> SHORT EXERCISE
Could you filter the listing below down to every line that contains the string "light"? Copy each matching line in full.

Saved entries
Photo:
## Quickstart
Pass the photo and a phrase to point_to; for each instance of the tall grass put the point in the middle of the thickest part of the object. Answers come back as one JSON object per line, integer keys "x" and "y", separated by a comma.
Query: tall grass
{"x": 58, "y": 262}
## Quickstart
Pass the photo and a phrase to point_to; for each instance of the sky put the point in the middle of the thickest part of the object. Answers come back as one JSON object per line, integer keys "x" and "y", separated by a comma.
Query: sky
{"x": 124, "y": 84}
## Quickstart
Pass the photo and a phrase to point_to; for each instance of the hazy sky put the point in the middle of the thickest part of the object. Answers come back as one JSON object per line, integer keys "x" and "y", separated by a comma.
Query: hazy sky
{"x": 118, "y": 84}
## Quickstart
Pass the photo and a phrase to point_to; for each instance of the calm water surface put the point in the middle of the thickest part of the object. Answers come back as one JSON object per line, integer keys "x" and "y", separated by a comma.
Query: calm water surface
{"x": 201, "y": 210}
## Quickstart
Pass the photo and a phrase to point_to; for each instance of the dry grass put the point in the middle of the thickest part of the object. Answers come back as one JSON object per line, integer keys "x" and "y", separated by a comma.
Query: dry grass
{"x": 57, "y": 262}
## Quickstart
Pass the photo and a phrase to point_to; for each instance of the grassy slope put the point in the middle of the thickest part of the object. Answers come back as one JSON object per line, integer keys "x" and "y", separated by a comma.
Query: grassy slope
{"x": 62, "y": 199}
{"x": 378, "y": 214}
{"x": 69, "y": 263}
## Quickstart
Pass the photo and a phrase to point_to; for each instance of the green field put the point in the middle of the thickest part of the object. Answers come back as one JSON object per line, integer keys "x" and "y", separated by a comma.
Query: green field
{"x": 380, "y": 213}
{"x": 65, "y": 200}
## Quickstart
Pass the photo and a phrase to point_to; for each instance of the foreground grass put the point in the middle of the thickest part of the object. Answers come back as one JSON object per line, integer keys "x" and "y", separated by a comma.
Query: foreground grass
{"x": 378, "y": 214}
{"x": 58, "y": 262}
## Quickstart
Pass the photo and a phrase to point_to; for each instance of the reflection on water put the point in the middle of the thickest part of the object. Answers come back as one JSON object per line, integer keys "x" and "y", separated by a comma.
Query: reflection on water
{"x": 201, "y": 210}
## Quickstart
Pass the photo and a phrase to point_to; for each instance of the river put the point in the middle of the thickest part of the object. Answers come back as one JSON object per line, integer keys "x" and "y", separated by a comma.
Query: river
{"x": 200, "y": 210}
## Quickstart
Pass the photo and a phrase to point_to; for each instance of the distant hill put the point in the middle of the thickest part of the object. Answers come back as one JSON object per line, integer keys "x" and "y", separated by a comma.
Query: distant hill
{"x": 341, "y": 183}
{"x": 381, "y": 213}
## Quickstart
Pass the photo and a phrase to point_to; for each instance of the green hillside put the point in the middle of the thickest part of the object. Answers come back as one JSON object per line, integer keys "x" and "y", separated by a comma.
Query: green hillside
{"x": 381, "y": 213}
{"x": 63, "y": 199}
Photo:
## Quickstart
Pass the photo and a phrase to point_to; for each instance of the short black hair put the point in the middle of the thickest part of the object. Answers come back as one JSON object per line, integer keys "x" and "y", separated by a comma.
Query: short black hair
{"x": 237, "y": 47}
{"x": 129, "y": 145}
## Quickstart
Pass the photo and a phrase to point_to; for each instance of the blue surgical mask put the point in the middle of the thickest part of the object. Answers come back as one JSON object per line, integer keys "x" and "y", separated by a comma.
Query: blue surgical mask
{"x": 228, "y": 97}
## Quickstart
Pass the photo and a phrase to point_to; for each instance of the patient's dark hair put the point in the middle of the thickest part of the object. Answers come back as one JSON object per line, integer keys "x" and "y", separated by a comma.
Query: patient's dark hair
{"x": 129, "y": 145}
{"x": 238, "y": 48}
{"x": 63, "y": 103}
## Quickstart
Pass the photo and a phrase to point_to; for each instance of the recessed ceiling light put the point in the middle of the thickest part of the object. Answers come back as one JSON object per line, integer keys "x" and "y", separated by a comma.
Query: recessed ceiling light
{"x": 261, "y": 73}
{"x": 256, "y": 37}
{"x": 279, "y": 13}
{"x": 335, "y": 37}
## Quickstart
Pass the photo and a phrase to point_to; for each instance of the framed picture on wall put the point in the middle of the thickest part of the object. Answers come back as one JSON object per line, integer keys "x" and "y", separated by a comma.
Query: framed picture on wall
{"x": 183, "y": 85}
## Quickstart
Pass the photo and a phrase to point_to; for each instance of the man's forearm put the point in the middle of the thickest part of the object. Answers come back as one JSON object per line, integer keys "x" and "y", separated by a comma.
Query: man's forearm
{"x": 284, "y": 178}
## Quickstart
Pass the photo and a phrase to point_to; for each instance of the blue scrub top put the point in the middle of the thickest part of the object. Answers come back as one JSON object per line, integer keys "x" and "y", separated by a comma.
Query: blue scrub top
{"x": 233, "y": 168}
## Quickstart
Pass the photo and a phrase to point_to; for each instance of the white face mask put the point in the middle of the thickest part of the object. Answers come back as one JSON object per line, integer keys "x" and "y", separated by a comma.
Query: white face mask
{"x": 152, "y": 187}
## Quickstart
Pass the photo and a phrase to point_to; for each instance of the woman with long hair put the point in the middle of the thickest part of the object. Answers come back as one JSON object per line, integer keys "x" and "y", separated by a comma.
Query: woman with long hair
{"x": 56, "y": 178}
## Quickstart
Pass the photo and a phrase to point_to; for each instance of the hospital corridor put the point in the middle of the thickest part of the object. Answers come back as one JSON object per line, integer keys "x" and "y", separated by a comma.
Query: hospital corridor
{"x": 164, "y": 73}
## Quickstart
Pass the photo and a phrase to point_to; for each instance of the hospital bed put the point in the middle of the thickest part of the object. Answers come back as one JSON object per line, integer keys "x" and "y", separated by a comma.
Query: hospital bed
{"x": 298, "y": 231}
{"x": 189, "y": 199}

> RESPONSE TO THIS TASK
Pass the photo and a phrase to point_to; for each instance of the recessed ceiling light put the point in the middle of the thickest part of the object. Answers come back as one JSON object per line, integer keys "x" and "y", separated by a comma.
Query: recessed ceiling light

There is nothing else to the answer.